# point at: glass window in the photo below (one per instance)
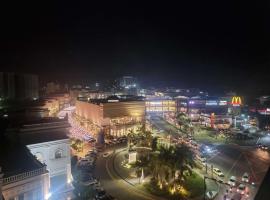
(58, 154)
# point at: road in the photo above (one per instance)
(232, 160)
(113, 183)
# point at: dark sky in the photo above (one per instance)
(203, 44)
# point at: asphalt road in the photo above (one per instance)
(232, 160)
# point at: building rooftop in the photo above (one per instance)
(42, 136)
(43, 132)
(15, 158)
(113, 99)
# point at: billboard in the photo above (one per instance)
(236, 101)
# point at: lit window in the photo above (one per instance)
(58, 154)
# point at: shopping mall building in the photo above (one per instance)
(115, 116)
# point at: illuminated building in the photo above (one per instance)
(160, 106)
(116, 116)
(47, 140)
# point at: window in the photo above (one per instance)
(58, 154)
(39, 157)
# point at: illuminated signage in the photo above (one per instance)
(236, 101)
(156, 103)
(211, 103)
(113, 100)
(222, 103)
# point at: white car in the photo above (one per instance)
(241, 189)
(245, 177)
(232, 181)
(218, 172)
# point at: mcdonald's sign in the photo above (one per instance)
(236, 101)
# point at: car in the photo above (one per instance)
(218, 172)
(241, 189)
(245, 177)
(232, 181)
(259, 145)
(105, 155)
(264, 147)
(100, 194)
(236, 196)
(87, 179)
(211, 194)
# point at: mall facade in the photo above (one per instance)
(115, 116)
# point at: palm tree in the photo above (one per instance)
(184, 162)
(182, 119)
(130, 137)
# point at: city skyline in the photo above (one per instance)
(210, 46)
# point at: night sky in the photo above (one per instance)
(210, 45)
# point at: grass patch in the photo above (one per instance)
(153, 188)
(208, 137)
(194, 184)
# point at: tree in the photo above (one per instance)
(154, 143)
(182, 120)
(184, 162)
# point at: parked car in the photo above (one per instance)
(87, 179)
(245, 177)
(218, 172)
(100, 194)
(232, 181)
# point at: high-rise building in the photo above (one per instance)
(18, 86)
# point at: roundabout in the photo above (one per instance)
(116, 179)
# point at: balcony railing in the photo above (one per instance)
(23, 176)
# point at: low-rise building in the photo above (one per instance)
(116, 116)
(22, 176)
(48, 142)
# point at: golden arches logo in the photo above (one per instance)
(236, 101)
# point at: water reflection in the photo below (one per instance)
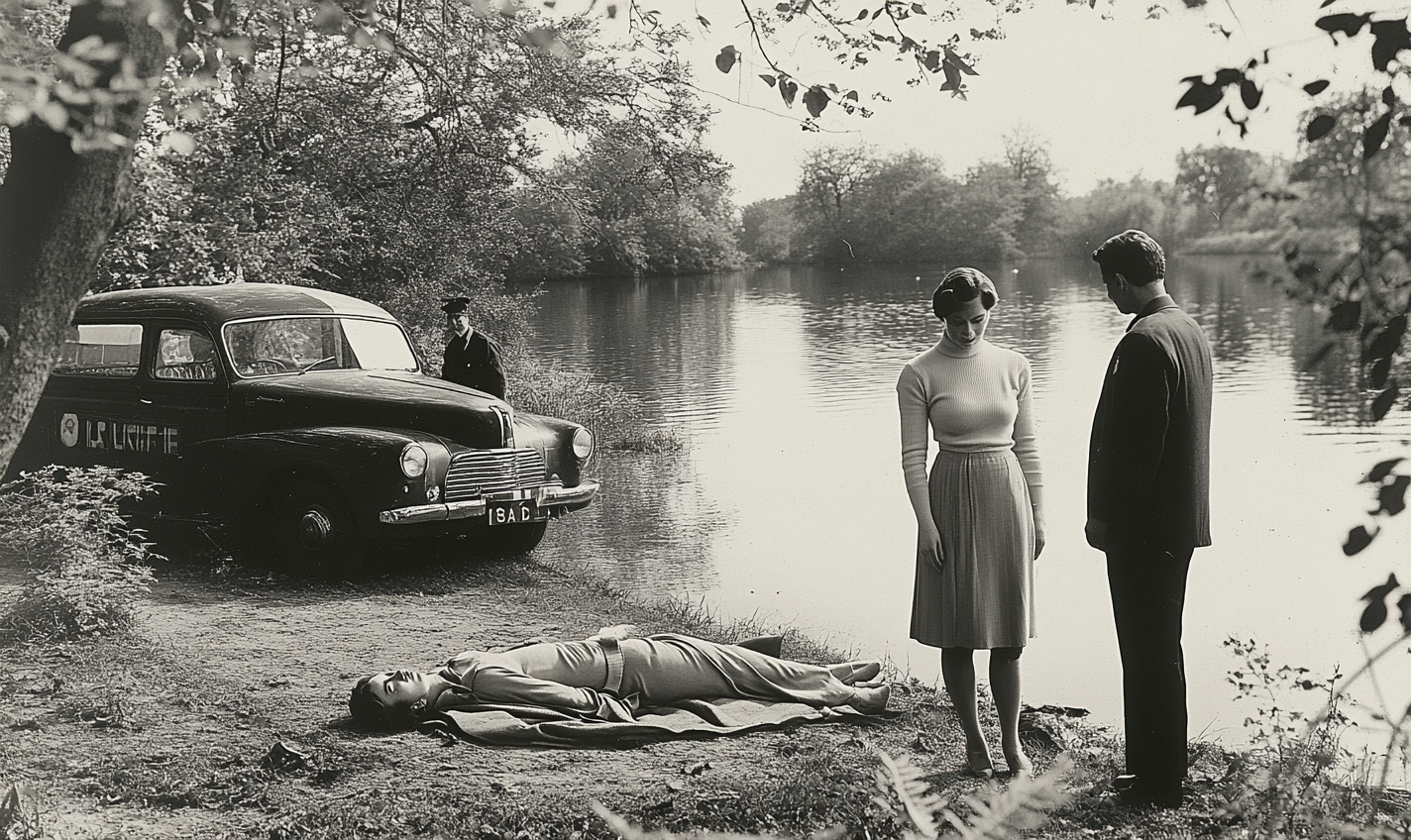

What the exercise asks
Would you reproduce the listing above exactly, without any of its images?

Answer box
# point at: glass window in the photo below (one per instance)
(58, 154)
# point at: road in the photo above (one per instance)
(232, 160)
(113, 183)
# point at: dark sky in the photo above (one per instance)
(203, 44)
# point at: asphalt road in the photo above (one per instance)
(232, 160)
# point at: building rooftop in the photo above (one per instance)
(42, 136)
(43, 132)
(15, 158)
(113, 99)
# point at: billboard in the photo above (one per instance)
(236, 101)
# point at: lit window in the photo above (one per instance)
(58, 154)
# point at: shopping mall building in the photo above (one per instance)
(115, 116)
# point at: illuminated building in the photo above (one per instance)
(160, 106)
(116, 116)
(47, 140)
# point at: window in the photo above (one per instance)
(58, 154)
(39, 157)
# point at: illuminated signage in the photo above (one per instance)
(236, 101)
(156, 103)
(211, 103)
(113, 100)
(222, 103)
# point at: white car in the photo above (one per instance)
(241, 189)
(245, 177)
(232, 181)
(218, 172)
# point at: mcdonald's sign in the photo above (one per instance)
(236, 101)
# point at: car in the photo above (one per instance)
(218, 172)
(241, 189)
(245, 177)
(232, 181)
(259, 145)
(105, 155)
(264, 147)
(100, 194)
(236, 196)
(87, 179)
(211, 194)
# point at: mall facade in the photo above (one per instance)
(115, 116)
# point at: palm tree in the photo above (one per instance)
(184, 162)
(182, 119)
(130, 137)
# point at: city skyline in the photo above (one per instance)
(210, 46)
# point at: night sky in the photo above (one per instance)
(210, 45)
# point at: grass patch in the photo above (one per instance)
(153, 188)
(208, 137)
(194, 184)
# point at: tree in the photo above (one per instance)
(154, 143)
(182, 120)
(184, 162)
# point at: parked car in the photo above (one per instance)
(87, 179)
(245, 177)
(218, 172)
(100, 194)
(232, 181)
# point at: high-rise building in the photo above (one per instance)
(18, 86)
# point at: roundabout in the photo above (one per instance)
(116, 179)
# point at: balcony railing in the photo above (one per instance)
(23, 176)
# point at: low-rise building in the photo above (one per instance)
(116, 116)
(22, 176)
(48, 142)
# point at: golden arches logo in the photo above (one per instance)
(236, 101)
# point at: water reflection in the photo below (one per instance)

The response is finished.